* Natural language region descriptions
---------------

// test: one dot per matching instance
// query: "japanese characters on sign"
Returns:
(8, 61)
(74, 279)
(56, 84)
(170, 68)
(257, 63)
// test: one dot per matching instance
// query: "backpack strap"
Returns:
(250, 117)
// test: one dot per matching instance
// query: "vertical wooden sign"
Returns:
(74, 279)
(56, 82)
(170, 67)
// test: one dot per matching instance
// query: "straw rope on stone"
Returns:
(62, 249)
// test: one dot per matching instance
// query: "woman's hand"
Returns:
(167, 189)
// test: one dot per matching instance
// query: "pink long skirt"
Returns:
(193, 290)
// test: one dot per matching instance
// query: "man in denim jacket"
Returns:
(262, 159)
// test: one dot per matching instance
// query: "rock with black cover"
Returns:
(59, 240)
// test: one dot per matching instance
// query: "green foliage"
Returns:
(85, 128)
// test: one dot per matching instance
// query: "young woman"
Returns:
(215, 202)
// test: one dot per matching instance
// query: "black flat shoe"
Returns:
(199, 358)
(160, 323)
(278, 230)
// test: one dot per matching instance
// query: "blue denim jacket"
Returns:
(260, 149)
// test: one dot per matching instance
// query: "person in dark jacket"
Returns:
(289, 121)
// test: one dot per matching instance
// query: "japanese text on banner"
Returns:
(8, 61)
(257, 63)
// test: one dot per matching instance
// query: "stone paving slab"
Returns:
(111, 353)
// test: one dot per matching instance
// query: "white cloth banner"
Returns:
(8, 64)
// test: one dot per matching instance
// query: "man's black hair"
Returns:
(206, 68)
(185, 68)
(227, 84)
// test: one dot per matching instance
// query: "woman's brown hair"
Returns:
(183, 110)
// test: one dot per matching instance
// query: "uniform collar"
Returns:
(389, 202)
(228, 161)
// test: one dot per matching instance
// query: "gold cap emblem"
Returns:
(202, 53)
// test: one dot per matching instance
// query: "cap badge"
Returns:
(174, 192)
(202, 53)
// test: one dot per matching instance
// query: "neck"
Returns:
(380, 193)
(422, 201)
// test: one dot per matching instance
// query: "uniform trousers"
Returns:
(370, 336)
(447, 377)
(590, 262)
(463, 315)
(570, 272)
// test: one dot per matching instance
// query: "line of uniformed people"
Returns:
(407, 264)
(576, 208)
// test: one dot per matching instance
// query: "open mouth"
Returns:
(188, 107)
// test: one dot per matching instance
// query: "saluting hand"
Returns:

---------------

* WHAT TO PRODUCE
Output only the number of lines above holding "woman".

* EXERCISE ANSWER
3